● **Text block**
In the Interest of L.E., Minor Child
This text of In the Interest of L.E., Minor Child (In the Interest of L.E., Minor Child) is published on Counsel Stack Legal Research, covering Court of Appeals of Iowa primary law. Counsel Stack provides free access to over 12 million legal documents including statutes, case law, regulations, and constitutions.
Opinion
IN THE COURT OF APPEALS OF IOWA
No. 22-0057 Filed April 13, 2022
IN THE INTEREST OF L.E., Minor Child,
L.E., Minor Child, Appellant,
C.E., Mother, Appellant. ________________________________________________________________
Appeal from the Iowa District Court for Des Moines County, Emily S. Dean,
District Associate Judge.
A mother and child appeal the termination of the mother’s parental rights to
the child. AFFIRMED ON BOTH APPEALS.
Heidi D. Van Winkle of Van Winkle Law Office, Burlington, for appellant
mother.
Kimberly A. Auge of The Auge Law Firm, Fort Madison, attorney and
guardian ad litem for appellant minor child.
Thomas J. Miller, Attorney General, and Ellen Ramsey-Kacena, Assistant
Attorney General, for appellee State.
Considered by Bower, C.J., and Vaitheswaran and Chicchelly, JJ. 2
VAITHESWARAN, Judge.
A mother and child appeal the termination of the mother’s parental rights to
the child, born in 2010. Both contend (1) the district court “erred in finding that an
additional period of time would not correct the situation”; (2) the State failed to
prove the child could not be returned to the mother’s custody pursuant to Iowa
Code section 232.116(1)(f) (2021); and (3) termination was not in the child’s best
interests.1
A district court “may deny termination and give the parent an additional six
months for reunification only if the need for removal ‘will no longer exist at the end
of the additional six-month period.’” In re W.T., 967 N.W.2d 315, 323 (Iowa 2021)
(quoting Iowa Code § 232.104(2)(b)). There is scant evidence to support an
extension.
The department of human services afforded the family voluntary services in
2017 “due to concerns of substance use.” The mother admitted she began using
methamphetamine almost twenty-nine years before the termination hearing.
The district court ordered the child’s removal in the spring of 2017 and
adjudicated the child in need of assistance shortly thereafter. The child was
returned to the mother’s care, removed, and returned, all in the same year. That
cycle continued in ensuing years. The child was removed for a final time in the
summer of 2020. The mother failed to appear for drug tests during the remainder
of 2020 and into 2021. When asked why she was requesting additional time to
1 The mother also asserts the department of human services failed to make reasonable reunification efforts. She does not elaborate. Although we could deem the issue waived, we conclude the department made reasonable reunification efforts that resulted in several reunifications. 3
reunify, she expressed hope that she would “still be clean” and said she would
“keep working towards being clean.”

● **Provided records**
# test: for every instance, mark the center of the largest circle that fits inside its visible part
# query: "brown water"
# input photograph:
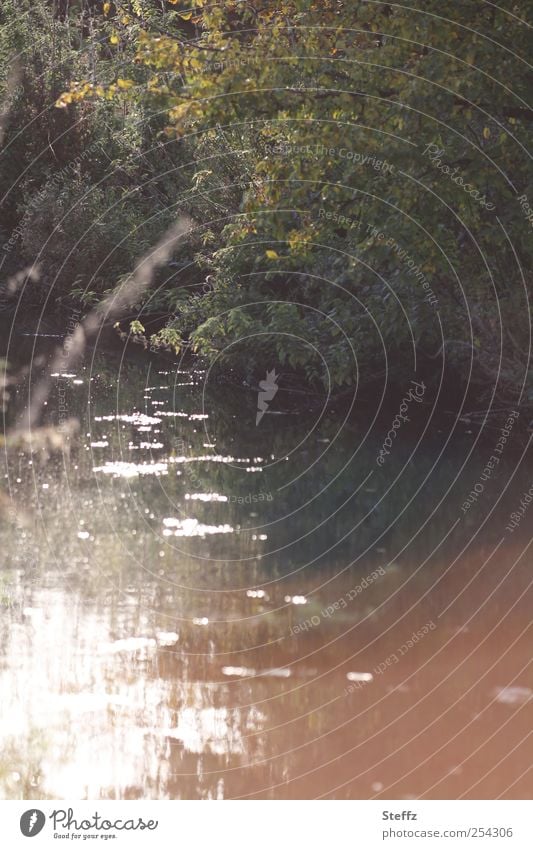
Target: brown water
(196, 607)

---

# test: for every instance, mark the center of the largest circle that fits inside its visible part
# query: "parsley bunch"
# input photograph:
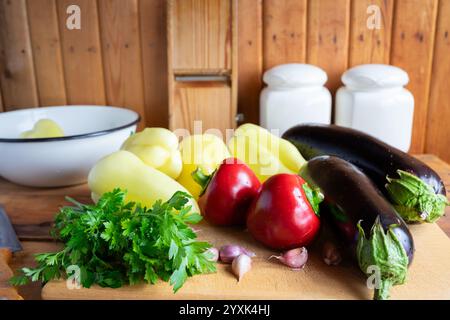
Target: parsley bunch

● **Objective 1**
According to the Iowa appeals opinion, when was the child removed from the mother's care for the final time?
● **Objective 2**
Write the next part of the Iowa appeals opinion, starting after its last sentence.
The entries are not needed for this work.

● **Written answer 1**
In the summer of 2020.

● **Written answer 2**
The mother’s commendable hope and desire for sobriety must be weighed
against her history of relapses. As the department stated, the mother’s “current
sobriety does not signify an established long-term commitment to sobriety. [The
mother] has demonstrated a consistent pattern of behavior in the past that
indicates how she will act in the future.” That pattern in the face of “4 years of
services, court oversight, substance abuse treatment, [and] mental health
evaluations” supports the district court’s implicit denial of the mother’s request for
additional time.
The four-year cycle of reunification, relapse, and removal despite the receipt
of services also supports the district court’s decision to terminate the mother’s
parental rights pursuant to Iowa Code section 232.116(1)(f). Although the mother
made progress toward the end and testified she was “fully invested in [her]
sobriety,” she equivocated on whether the child could be returned to her care at
the time of the termination hearing, stating, “I don’t see it happening” and, in the
same breath, “I mean, I—I do—yes.” Whatever her true beliefs, similar progress
in the past was short-lived. In the district court’s words, “there is a difference
between abstaining from the use of a drug and establishing long-term sobriety,”
and the mother failed to “demonstrate[ ] any ability in the last almost five years to
completely dedicate herself to true sobriety.” On our de novo review, we conclude
the State proved the child could not be returned to the mother’s custody.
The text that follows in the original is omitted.